<<<<

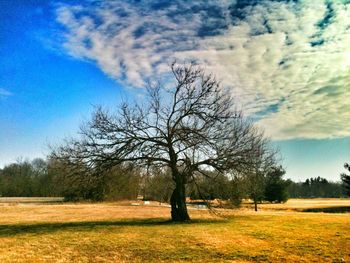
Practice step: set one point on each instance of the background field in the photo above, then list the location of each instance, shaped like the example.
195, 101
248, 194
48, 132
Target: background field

>>>>

Copy the rows above word for word, leaving out the picture.

■ Reply to the exercise ■
Practice step: set one point on each instance of the background field in the photo above, then list the location of each instance, shaped like the example.
195, 101
248, 194
48, 132
Target: background field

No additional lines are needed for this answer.